◆ **Source excerpt**:

# Garro: Shield of Lies



## Lord of the Night (Nov 18, 2009)

http://www.blacklibrary.com/horus-heresy/garro-shield-of-lies-audiobook.html

_Garro: Shield of Lies_ is up for reminder on Black Library, and will be available at both Warhammer Fest and the Black Library Weekender. It's a two-hour long audio adventure, and priced at £20 to reflect that.


LotN


----------



## The Scion of Chemos (May 24, 2013)

Lord of the Night said:


> http://www.blacklibrary.com/horus-heresy/garro-shield-of-lies-audiobook.html
> 
> _Garro: Shield of Lies_ is up for reminder on Black Library, and will be available at both Warhammer Fest and the Black Library Weekender. It's a two-hour long audio adventure, and priced at £20 to reflect that.

◆ **Record list**:
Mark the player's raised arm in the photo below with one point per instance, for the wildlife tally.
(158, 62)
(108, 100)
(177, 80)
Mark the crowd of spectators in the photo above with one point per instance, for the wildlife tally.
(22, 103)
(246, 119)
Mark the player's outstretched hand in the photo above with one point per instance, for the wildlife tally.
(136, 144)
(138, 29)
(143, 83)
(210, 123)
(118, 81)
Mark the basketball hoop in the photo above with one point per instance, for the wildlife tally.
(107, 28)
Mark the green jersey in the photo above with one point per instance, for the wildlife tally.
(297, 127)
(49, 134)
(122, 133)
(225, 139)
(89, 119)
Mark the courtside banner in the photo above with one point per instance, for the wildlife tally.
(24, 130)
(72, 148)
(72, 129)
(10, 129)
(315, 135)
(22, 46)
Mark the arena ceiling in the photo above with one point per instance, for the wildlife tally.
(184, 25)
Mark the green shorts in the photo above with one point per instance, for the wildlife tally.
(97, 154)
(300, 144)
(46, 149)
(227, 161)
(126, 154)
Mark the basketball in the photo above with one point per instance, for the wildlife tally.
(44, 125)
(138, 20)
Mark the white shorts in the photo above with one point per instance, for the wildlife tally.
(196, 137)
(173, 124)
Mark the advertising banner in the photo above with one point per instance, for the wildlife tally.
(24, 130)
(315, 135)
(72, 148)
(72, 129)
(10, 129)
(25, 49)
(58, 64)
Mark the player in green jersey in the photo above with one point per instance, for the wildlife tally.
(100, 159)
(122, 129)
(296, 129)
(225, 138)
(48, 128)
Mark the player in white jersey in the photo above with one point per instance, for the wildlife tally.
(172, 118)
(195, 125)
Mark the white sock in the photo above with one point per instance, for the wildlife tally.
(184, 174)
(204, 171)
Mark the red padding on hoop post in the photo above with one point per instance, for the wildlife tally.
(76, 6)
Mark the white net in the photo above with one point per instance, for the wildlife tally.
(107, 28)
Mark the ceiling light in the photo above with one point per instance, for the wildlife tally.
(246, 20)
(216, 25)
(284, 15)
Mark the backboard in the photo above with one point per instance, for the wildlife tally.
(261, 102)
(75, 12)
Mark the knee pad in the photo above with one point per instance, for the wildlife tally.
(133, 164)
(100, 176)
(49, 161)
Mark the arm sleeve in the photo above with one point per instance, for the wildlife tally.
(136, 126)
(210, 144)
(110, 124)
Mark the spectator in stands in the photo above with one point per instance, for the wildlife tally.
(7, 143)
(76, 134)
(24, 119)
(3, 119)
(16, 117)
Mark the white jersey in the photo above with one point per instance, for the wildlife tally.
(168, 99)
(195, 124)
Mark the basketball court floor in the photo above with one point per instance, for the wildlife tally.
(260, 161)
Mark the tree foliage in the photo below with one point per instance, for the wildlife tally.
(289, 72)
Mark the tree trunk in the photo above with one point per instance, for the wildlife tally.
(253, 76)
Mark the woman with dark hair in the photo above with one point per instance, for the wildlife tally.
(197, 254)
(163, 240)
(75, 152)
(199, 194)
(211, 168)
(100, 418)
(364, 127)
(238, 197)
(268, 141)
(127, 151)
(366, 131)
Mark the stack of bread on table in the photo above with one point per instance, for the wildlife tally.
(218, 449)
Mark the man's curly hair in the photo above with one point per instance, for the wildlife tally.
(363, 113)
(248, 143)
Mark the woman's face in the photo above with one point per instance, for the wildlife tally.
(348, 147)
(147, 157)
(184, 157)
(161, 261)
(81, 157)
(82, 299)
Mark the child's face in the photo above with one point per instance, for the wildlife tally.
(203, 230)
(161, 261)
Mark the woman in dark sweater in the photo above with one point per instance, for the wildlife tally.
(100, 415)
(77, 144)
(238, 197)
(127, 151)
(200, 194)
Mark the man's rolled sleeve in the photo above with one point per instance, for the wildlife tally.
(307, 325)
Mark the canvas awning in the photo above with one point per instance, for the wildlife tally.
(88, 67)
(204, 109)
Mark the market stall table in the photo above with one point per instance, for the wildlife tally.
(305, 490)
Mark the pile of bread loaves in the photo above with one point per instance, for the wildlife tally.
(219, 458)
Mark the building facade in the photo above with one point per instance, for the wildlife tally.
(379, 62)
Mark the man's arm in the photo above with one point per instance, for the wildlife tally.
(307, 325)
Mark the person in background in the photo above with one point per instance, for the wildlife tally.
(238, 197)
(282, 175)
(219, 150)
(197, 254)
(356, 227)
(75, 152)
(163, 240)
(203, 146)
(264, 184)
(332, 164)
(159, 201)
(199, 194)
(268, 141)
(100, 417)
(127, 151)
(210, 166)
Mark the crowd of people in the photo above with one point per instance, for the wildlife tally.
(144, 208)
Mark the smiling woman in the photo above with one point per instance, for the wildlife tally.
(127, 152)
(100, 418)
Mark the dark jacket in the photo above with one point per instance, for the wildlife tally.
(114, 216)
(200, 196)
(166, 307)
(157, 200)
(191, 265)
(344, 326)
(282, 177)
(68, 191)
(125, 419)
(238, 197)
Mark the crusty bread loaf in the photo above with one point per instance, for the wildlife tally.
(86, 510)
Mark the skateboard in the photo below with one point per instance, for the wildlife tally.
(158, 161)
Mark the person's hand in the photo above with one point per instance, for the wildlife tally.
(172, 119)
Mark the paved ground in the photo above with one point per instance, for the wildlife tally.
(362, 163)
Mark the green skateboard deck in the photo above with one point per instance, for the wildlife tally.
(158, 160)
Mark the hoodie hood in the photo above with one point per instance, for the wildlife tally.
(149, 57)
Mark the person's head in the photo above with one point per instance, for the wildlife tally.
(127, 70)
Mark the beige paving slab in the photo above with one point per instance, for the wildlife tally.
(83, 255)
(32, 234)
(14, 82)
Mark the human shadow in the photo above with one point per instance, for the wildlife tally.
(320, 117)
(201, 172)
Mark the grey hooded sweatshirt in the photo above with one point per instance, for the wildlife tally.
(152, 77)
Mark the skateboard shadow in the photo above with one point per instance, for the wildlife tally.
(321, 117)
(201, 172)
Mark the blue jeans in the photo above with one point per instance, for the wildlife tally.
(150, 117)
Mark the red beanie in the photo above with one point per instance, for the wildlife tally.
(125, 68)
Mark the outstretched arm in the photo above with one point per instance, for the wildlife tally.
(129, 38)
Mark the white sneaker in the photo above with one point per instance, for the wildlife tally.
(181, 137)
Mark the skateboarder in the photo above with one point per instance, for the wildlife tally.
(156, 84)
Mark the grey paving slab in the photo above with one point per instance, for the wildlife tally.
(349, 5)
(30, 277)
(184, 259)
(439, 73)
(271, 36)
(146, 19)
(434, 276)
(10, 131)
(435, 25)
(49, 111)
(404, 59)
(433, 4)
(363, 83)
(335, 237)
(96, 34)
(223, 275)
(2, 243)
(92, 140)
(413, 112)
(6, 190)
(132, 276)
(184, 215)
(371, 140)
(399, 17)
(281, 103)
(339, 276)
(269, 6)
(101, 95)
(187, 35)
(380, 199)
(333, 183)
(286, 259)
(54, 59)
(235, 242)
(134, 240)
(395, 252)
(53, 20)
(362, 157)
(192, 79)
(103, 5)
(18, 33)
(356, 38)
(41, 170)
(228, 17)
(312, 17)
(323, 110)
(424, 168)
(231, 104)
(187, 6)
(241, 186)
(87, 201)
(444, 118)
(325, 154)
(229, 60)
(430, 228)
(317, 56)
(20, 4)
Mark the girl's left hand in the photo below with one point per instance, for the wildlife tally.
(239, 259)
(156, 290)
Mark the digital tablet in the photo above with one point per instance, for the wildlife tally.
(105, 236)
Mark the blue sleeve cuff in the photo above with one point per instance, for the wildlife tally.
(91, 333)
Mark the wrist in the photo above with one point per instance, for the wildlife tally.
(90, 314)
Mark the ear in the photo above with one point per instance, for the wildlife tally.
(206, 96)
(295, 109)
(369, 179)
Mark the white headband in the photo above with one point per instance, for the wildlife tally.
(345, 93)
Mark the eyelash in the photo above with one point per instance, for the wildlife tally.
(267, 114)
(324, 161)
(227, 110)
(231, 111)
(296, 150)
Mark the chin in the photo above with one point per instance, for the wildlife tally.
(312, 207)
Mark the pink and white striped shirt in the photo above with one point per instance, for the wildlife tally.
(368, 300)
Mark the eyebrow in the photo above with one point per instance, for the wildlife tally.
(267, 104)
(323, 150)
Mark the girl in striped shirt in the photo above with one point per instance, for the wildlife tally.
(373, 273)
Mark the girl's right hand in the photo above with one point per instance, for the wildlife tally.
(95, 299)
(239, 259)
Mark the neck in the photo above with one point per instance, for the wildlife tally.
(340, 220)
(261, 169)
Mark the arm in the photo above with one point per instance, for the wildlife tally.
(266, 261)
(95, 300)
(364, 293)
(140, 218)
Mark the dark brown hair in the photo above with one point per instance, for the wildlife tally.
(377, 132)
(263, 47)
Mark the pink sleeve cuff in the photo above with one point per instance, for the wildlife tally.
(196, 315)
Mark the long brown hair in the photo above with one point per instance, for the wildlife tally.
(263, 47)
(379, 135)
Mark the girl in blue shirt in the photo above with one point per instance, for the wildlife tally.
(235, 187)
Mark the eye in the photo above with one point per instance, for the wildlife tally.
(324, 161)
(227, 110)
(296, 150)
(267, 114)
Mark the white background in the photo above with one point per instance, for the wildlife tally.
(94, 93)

◆ **Problem set**:
1. In the Garro: Shield of Lies thread, how long is the audio adventure said to be?
2. Write what comes next in the forum thread about Garro: Shield of Lies, picking up after its last line.
The records are separate material with no connection to the Garro: Shield of Lies thread.

◆ **Expected responses**:
1. Two hours.

2.
> 
> ...


Luckily, I will be at the weekender lol


----------



## Anakwanar (Sep 26, 2011)

Will get it for sure, even if i know it would be another subpar plot


----------



## forkmaster (Jan 2, 2010)

Is it just me who find it weird that it says September on Black Librarys homepage but it's still only "Remind Me"-stage? Shouldn't it be out by now?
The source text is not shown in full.